Warp Factor Trek

The Star Trek Fan Website

Not to be confused with Star Trek: Picard’s series finale, this five-issue comics mini-series is part of the anthology series Star Trek: Myriad Universes (all other installments of which were novels). Myriad Universes was inspired by the multiple parallel universes which Worf encounters in the TNG episode “Parallels”. This unique comic story is set in an alternate timeline depicted nowhere else.

The Various Issues

As a fan of Star Trek VI: The Undiscovered Country, I was eager to read the opening scene, where Kirk fails to prevent the Federation President’s assassination. It’s a thrilling start and quickly shows that this is an alternate timeline. The next scene, with fighting on Earth seven decades later, is also exciting but I must admit it baffled me. In Wesley Crusher’s first panel, he looks strikingly like Mirror Bashir. It’s particularly confusing when Picard plans to speak with an unnamed female, a highly inventive way to introduce Guinan into the plot, but making her Picard’s lover is somewhat icky. The Excelsior makes an eye-opening appearance but it’s odd that Riker doesn’t already know Data. The sudden killing of Jean-Luc Picard’s brother, Robert, shocked me. Seeing Captain Braxton at the Federation President’s assassination left me as flabbergasted as a time traveler stumbling into the wrong era.

⁂

» INSTRUCTION A
Using the review, explain in one to three sentences why the reviewer was eager to read the opening scene.
» INSTRUCTION B
Answer these questions from the review, one answer per line, marked to match:
(i) How many issues make up the comics mini-series?
(ii) In which TNG episode does Worf encounter multiple parallel universes?
(iii) What is the name of Jean-Luc Picard's brother, who is suddenly killed?
» INSTRUCTION C
Reproduce word for word the stretch of the review from "Not to be confused" through "depicted nowhere else.".
Work only from the review above.

» SOURCE DATA
⁂

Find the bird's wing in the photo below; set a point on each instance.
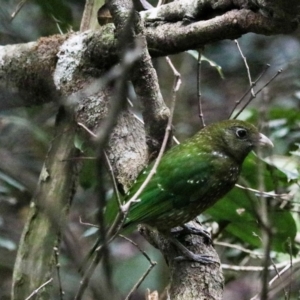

⁂

» WRITTEN RESPONSE A
The reviewer is a fan of Star Trek VI: The Undiscovered Country. The opening scene shows Kirk failing to prevent the Federation President's assassination.

» WRITTEN RESPONSE B
(i) Five.
(ii) "Parallels".
(iii) Robert.

» WRITTEN RESPONSE C
Not to be confused with Star Trek: Picard’s series finale, this five-issue comics mini-series is part of the anthology series Star Trek: Myriad Universes (all other installments of which were novels). Myriad Universes was inspired by the multiple parallel universes which Worf encounters in the TNG episode “Parallels”. This unique comic story is set in an alternate timeline depicted nowhere else.